• **TO DO**: Only a slice of the listing below is wanted. Retype the lines from the one containing "Expected: for every instance of the wine glass bowl" through the one containing "Expected: for every instance of the ham", exactly, both ends included.

(Beginning of THE DATA)

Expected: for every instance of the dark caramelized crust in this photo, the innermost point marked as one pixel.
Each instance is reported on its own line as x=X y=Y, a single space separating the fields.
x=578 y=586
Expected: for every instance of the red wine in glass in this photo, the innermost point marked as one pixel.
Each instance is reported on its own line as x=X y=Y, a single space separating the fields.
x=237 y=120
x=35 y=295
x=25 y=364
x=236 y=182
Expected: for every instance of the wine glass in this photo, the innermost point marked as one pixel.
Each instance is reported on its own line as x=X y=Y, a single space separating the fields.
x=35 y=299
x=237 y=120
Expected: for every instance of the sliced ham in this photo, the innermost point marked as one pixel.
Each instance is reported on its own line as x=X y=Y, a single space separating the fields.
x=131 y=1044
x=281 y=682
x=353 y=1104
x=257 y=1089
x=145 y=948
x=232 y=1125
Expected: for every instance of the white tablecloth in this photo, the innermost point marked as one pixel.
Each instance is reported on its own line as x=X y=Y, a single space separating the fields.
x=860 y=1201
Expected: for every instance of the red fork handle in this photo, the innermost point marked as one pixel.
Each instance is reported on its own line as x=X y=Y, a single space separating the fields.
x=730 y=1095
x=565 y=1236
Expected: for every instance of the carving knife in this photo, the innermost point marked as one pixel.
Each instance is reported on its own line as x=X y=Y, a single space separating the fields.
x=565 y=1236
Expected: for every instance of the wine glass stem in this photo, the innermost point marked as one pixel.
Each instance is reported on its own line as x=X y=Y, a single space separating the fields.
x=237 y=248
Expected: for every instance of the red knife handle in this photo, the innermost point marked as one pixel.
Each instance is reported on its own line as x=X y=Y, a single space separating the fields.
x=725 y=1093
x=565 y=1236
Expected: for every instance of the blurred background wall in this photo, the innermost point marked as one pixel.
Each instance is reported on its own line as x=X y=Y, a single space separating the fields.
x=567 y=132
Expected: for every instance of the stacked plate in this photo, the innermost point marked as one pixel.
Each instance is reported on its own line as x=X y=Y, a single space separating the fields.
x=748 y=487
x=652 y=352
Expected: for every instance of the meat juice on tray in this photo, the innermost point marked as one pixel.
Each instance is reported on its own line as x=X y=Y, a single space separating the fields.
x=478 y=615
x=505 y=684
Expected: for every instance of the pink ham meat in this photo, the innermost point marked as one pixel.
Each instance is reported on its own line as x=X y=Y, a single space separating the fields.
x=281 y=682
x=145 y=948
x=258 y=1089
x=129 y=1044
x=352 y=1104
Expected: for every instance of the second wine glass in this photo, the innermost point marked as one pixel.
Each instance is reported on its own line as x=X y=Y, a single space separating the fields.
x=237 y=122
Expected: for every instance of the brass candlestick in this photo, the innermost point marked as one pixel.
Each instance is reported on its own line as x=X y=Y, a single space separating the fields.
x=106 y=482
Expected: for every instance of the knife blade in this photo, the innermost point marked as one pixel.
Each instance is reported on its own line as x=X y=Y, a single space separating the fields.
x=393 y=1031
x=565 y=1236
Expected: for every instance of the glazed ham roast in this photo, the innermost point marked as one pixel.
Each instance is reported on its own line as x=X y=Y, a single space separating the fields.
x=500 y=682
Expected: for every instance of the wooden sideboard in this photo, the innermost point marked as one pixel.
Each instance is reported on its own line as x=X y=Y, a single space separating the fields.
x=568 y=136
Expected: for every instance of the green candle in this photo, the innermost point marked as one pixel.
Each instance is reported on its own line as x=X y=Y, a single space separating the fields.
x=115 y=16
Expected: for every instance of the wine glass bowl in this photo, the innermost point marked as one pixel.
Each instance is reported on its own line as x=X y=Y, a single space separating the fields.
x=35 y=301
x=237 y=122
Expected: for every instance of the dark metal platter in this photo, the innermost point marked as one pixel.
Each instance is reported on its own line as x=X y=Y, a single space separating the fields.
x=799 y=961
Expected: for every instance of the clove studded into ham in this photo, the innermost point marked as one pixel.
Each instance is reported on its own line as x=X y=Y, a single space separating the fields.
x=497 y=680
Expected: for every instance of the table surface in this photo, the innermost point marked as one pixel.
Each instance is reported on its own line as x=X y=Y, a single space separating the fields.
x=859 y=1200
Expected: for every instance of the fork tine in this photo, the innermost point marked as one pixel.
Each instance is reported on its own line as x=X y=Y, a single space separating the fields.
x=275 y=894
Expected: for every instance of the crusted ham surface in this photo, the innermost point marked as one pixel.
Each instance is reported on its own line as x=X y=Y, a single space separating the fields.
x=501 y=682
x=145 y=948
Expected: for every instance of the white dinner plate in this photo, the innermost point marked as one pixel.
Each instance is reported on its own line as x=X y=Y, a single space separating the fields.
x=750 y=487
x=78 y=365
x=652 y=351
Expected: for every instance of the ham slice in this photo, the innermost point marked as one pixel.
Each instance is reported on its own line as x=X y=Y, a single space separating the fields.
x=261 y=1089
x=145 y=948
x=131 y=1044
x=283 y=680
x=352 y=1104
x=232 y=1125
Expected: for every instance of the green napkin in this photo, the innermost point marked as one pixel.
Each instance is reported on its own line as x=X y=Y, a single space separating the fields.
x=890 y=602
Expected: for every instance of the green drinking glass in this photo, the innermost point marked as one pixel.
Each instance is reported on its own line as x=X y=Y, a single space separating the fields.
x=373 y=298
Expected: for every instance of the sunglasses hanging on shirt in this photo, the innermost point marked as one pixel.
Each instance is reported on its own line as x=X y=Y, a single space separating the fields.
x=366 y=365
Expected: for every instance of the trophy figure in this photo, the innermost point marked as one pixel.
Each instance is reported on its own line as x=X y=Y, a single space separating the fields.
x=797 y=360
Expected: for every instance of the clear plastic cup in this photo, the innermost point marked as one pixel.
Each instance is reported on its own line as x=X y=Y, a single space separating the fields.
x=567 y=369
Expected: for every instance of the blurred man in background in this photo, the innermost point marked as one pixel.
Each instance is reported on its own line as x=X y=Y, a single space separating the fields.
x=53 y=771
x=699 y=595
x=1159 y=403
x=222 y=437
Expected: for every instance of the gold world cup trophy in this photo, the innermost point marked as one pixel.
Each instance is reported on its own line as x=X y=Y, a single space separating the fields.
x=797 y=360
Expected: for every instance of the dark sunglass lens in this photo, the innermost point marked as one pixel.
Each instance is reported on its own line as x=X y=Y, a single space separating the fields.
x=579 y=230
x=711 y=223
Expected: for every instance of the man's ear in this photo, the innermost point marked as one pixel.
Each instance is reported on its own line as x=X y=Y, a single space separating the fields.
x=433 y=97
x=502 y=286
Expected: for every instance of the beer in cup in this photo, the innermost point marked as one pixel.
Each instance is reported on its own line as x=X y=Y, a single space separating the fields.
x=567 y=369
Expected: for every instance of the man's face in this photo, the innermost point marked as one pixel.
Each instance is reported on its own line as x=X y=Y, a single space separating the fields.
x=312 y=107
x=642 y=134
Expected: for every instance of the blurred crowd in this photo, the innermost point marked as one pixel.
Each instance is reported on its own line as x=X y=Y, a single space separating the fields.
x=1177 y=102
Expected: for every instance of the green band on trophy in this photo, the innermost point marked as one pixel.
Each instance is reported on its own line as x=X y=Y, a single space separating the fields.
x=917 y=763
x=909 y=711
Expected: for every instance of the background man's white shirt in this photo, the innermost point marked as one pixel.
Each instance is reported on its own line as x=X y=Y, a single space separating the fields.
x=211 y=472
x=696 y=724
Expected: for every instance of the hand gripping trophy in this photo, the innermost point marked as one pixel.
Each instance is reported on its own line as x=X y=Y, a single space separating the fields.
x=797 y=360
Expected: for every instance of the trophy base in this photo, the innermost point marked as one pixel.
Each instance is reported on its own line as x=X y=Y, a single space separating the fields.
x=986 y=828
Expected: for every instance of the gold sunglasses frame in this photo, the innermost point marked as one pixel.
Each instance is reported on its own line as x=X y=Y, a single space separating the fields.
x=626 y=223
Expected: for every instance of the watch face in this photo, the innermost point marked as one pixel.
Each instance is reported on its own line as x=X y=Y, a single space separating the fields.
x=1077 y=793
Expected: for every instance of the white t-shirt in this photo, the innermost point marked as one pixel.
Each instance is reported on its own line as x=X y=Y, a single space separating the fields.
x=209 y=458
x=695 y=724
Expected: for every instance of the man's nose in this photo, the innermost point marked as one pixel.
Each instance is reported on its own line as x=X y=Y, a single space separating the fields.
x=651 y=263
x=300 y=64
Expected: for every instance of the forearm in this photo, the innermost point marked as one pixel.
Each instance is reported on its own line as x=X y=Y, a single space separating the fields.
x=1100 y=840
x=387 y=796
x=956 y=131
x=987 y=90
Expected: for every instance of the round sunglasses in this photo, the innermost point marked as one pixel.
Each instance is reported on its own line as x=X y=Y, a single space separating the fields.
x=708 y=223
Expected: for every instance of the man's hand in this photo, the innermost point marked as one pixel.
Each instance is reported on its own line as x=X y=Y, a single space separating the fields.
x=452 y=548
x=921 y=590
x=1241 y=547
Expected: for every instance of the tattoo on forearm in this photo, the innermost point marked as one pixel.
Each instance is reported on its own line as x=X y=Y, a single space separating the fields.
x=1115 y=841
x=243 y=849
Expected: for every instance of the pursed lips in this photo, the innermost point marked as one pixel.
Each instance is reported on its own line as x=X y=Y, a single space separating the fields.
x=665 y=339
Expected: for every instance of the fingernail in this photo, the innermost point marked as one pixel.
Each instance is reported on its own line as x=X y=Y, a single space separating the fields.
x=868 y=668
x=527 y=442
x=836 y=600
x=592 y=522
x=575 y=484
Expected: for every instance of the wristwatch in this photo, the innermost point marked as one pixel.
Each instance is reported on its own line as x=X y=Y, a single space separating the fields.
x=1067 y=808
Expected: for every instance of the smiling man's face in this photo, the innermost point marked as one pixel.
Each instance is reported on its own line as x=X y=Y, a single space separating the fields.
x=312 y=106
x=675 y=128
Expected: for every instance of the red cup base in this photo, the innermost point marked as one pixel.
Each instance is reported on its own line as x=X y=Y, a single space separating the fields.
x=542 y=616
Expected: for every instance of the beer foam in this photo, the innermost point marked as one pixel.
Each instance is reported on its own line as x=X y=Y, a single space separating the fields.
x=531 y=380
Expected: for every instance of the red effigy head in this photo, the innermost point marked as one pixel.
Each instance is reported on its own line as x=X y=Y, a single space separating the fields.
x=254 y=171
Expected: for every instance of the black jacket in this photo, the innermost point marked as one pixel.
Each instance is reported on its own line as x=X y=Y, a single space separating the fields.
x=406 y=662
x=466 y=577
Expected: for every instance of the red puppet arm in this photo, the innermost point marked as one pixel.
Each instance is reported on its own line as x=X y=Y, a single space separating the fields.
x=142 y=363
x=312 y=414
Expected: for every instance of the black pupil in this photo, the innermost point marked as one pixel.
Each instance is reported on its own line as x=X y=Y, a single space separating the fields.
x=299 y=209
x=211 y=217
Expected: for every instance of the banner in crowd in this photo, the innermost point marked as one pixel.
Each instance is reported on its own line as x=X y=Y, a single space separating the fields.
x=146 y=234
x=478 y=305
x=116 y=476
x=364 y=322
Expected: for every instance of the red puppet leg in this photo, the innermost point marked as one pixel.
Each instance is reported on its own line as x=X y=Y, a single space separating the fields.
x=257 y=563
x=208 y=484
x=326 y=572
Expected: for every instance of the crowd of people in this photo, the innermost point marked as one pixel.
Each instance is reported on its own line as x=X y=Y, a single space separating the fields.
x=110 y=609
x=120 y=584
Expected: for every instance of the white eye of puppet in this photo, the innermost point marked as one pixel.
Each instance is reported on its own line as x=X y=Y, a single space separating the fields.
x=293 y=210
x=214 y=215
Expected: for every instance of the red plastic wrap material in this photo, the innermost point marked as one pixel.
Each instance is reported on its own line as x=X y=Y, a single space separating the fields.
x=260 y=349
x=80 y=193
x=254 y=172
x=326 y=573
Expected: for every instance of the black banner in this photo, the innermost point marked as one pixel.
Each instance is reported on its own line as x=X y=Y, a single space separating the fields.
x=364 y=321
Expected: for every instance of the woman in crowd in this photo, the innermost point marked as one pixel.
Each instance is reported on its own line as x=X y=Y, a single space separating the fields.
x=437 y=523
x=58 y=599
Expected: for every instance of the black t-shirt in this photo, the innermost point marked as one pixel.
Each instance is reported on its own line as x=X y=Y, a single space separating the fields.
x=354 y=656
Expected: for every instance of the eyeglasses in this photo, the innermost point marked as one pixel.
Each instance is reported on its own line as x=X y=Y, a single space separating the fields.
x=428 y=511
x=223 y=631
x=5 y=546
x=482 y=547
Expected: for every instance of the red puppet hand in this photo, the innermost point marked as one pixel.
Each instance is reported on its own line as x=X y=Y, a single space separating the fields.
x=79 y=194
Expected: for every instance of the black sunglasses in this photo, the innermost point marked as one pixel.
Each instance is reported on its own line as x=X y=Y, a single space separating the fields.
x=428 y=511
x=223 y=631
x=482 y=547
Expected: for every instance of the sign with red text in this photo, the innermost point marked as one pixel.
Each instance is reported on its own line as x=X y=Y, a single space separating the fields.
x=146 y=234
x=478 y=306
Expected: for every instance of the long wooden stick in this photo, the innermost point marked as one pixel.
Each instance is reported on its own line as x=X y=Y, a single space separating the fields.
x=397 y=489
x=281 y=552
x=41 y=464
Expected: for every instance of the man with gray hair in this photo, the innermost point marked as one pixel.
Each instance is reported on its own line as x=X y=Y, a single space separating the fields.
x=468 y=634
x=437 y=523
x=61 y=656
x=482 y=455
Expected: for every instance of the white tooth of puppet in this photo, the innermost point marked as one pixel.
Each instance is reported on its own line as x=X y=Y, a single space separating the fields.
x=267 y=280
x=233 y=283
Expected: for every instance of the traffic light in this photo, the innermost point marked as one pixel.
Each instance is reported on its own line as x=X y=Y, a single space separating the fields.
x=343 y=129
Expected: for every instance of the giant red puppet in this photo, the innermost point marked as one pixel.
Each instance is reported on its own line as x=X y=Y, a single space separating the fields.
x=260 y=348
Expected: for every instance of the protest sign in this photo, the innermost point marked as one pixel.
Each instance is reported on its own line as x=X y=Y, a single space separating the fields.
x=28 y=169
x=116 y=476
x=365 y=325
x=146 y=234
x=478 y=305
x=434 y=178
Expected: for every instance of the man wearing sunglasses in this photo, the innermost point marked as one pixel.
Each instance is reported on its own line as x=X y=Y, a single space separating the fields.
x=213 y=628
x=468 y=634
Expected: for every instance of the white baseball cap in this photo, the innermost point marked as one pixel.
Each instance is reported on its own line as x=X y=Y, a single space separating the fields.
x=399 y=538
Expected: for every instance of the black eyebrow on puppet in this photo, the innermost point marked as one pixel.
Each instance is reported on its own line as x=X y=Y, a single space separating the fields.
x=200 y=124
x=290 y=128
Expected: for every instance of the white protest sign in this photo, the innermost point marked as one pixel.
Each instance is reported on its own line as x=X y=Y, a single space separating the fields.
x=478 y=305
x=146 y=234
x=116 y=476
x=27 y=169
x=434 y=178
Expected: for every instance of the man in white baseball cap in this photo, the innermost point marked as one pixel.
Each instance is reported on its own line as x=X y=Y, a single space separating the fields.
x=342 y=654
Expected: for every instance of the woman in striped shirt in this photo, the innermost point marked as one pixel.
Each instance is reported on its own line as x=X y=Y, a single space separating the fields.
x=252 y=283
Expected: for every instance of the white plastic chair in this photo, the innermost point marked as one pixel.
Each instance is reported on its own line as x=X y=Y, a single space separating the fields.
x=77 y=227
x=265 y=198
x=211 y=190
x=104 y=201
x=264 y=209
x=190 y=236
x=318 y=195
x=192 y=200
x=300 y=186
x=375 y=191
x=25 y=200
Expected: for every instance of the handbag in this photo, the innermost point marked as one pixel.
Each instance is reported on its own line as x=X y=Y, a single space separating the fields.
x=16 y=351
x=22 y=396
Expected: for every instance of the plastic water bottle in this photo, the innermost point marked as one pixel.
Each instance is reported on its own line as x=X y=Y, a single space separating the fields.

(End of THE DATA)

• **PROBLEM SOLUTION**:
Expected: for every instance of the wine glass bowl in this photo, the innermost point marked as one pixel.
Each instance is reported on its own line as x=X y=Y, a single space separating the fields.
x=35 y=301
x=237 y=122
Expected: for every instance of the dark metal platter in this photo, the innermost point marked as one pixel.
Each instance is reported on its own line as x=X y=Y, a single space separating the fields.
x=799 y=961
Expected: for every instance of the clove studded into ham in this photo, the innermost point marked as one pixel.
Each instance is reported on its own line as x=X y=Y, a single space separating the fields.
x=497 y=680
Expected: for every instance of the table surface in this photo, the innermost point marked as one pixel.
Each instance is reported on its own line as x=X y=Y, a single space separating the fields.
x=859 y=1200
Expected: for every instance of the fork tine in this photo, the innermost point marked as one pixel.
Each instance is reported on its own line as x=X y=Y, a single space separating the fields.
x=275 y=894
Expected: for every instance of the crusted ham surface in this photo, the innermost point marked as one pixel.
Each instance is reported on its own line as x=X y=Y, a single space separating the fields.
x=501 y=682
x=145 y=948
Expected: for every instance of the white dinner plate in this photo, the innermost point marked as one pixel.
Each instance is reported on its own line as x=X y=Y, a single space separating the fields.
x=750 y=487
x=78 y=365
x=652 y=351
Expected: for every instance of the ham slice in this photo, the innermost point marked as one pixel.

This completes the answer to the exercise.